- _Work item_
In the Jim Brock biography, rename "ASU" to "Arizona State" throughout the passage starting at "Jim Brock (July" and ending at "World Series appearances.", then give that passage again.

- _Supplied text_
———

Jim Brock

Biographical details
- Born: July 24, 1936 Phoenix, Arizona, U.S.
- Died: June 12, 1994 (aged 57) Mesa, Arizona, U.S.
- Alma mater: Arizona State University

Coaching career (HC unless noted)
- 1972–1994: Arizona State

Head coaching record
- Overall: 1,099–441-1

Accomplishments and honors

Championships
- 2 College World Series (1977, 1981)

Awards
- National Coach of the Year (1977, 1981, 1984, 1988)
- College Baseball Hall of Fame Inducted in 2007

= Jim Brock =

American baseball coach (1936–1994)

Jim Brock (July 24, 1936 – June 12, 1994) was the head coach of the Arizona State Sun Devils baseball team for 23 seasons from 1972 until his death in 1994.

During his first year as head coach, Brock managed his team to a 64–6 record. That mark remains the NCAA record for all-time winning percentage in a single season (.914). Brock's record at ASU was 1,100–440 (.714), and he also led ASU to thirteen College World Series appearances.

———

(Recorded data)
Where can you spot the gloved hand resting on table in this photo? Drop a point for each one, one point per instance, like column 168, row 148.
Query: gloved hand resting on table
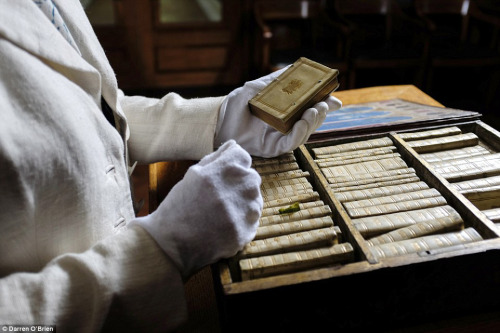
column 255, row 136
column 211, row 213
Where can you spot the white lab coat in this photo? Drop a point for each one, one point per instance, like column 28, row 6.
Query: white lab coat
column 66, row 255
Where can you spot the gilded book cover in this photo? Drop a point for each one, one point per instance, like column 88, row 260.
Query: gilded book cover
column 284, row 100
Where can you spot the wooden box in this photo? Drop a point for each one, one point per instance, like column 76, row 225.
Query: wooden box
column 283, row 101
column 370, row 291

———

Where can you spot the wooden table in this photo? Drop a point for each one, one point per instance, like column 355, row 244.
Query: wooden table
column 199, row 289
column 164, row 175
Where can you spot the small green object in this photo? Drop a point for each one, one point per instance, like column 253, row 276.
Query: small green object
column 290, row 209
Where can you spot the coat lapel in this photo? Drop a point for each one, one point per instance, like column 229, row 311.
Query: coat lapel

———

- _Written solution_
Jim Brock (July 24, 1936 – June 12, 1994) was the head coach of the Arizona State Sun Devils baseball team for 23 seasons from 1972 until his death in 1994.

During his first year as head coach, Brock managed his team to a 64–6 record. That mark remains the NCAA record for all-time winning percentage in a single season (.914). Brock's record at Arizona State was 1,100–440 (.714), and he also led Arizona State to thirteen College World Series appearances.